## BEGIN

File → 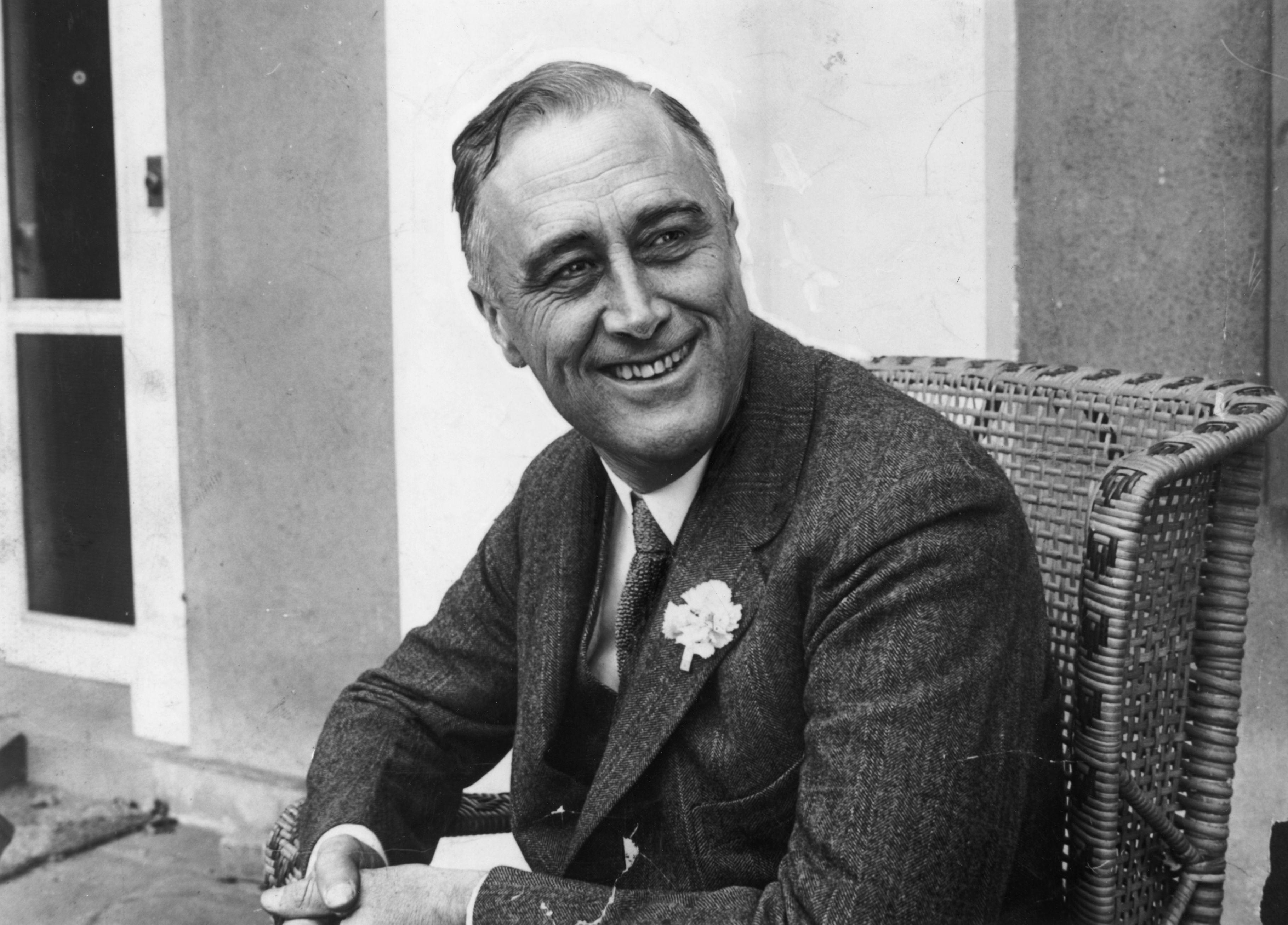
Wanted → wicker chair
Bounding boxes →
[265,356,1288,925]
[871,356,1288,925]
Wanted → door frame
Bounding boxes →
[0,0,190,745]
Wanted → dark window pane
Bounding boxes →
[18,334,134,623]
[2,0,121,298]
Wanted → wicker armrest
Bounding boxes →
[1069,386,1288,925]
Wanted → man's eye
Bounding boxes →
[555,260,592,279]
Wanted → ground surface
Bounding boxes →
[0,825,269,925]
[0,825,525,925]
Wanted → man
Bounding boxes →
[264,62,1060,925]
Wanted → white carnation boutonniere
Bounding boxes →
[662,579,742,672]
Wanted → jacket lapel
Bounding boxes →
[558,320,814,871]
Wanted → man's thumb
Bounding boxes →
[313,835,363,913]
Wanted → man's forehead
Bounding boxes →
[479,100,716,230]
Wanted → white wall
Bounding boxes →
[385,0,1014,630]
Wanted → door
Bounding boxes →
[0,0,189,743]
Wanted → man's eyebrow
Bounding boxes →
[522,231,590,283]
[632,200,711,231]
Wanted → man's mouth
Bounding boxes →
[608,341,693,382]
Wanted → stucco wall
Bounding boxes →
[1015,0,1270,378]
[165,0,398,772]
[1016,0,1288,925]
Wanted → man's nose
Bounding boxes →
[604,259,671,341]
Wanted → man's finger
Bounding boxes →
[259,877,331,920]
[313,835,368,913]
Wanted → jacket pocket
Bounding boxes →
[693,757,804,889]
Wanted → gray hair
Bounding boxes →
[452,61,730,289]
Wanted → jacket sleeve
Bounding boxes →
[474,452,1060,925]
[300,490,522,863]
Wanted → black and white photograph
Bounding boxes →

## END

EXERCISE: Please rewrite the lines of the material above, substituting "coat" for every "jacket" and leaving everything else unchanged. Leave the pictures out of your answer.

EXERCISE SOLUTION:
File → 
Wanted → wicker chair
Bounding boxes →
[265,356,1288,925]
[871,356,1288,925]
Wanted → door frame
Bounding boxes →
[0,0,190,745]
Wanted → dark window pane
Bounding boxes →
[18,334,134,623]
[2,0,121,298]
Wanted → wicker armrest
Bounding boxes →
[1069,386,1288,925]
Wanted → man's eye
Bounding boxes →
[555,260,592,279]
Wanted → ground surface
Bounding boxes →
[0,825,269,925]
[0,825,525,925]
Wanted → man
Bounding boxes →
[264,62,1060,925]
Wanted → white carnation boutonniere
Bounding boxes →
[662,579,742,672]
Wanted → coat lapel
Bounding boxes →
[558,320,814,871]
Wanted → man's thumb
Bounding boxes →
[313,835,363,913]
Wanted → man's forehead
Bounding boxes →
[479,100,716,230]
Wanted → white wall
Bounding boxes →
[385,0,1014,630]
Wanted → door
Bounding boxes →
[0,0,189,743]
Wanted → man's eyebrow
Bounding boxes →
[522,231,590,283]
[632,200,711,231]
Wanted → man's mouth
Bounding boxes →
[608,341,693,382]
Wanted → stucco wall
Bounding boxes →
[1015,0,1270,378]
[165,0,398,772]
[1016,0,1288,925]
Wanted → man's nose
Bounding boxes →
[604,259,671,341]
Wanted → man's finger
Bounding boxes →
[259,877,331,920]
[313,835,368,913]
Wanted → coat pocket
Bounding boxes →
[693,757,804,889]
Wanted → gray hair
Bounding boxes →
[452,61,730,289]
Wanted → coat sleeve
Bounding boxes →
[474,452,1060,925]
[300,490,522,863]
Wanted → black and white photograph
Bounding boxes →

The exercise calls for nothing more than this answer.